The entire listing below should be output exactly as it stands.

□ □ □ □

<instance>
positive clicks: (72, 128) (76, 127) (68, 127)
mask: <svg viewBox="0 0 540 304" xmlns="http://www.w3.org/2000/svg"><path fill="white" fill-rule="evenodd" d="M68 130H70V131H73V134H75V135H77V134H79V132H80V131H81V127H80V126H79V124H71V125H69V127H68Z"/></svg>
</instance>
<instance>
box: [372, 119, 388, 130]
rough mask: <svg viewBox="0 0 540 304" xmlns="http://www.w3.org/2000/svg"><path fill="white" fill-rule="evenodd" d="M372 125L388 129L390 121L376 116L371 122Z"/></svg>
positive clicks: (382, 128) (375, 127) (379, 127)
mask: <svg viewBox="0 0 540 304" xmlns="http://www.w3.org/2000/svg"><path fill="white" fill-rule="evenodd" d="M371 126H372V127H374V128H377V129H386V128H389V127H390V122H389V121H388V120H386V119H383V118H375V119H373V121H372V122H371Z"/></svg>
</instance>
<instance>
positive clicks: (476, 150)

□ □ □ □

Task solution:
<instance>
positive clicks: (72, 128) (76, 127) (68, 127)
mask: <svg viewBox="0 0 540 304" xmlns="http://www.w3.org/2000/svg"><path fill="white" fill-rule="evenodd" d="M68 130H70V131H73V134H75V135H77V134H79V132H80V131H81V127H80V126H79V124H71V125H69V127H68Z"/></svg>
</instance>
<instance>
box: [372, 119, 388, 130]
rough mask: <svg viewBox="0 0 540 304" xmlns="http://www.w3.org/2000/svg"><path fill="white" fill-rule="evenodd" d="M372 125L388 129L390 121L376 116L371 122Z"/></svg>
positive clicks: (382, 128) (375, 127) (379, 127)
mask: <svg viewBox="0 0 540 304" xmlns="http://www.w3.org/2000/svg"><path fill="white" fill-rule="evenodd" d="M371 126H372V127H374V128H377V129H386V128H389V127H390V122H389V121H388V120H386V119H383V118H375V119H373V121H372V122H371Z"/></svg>
</instance>
<instance>
positive clicks: (476, 150)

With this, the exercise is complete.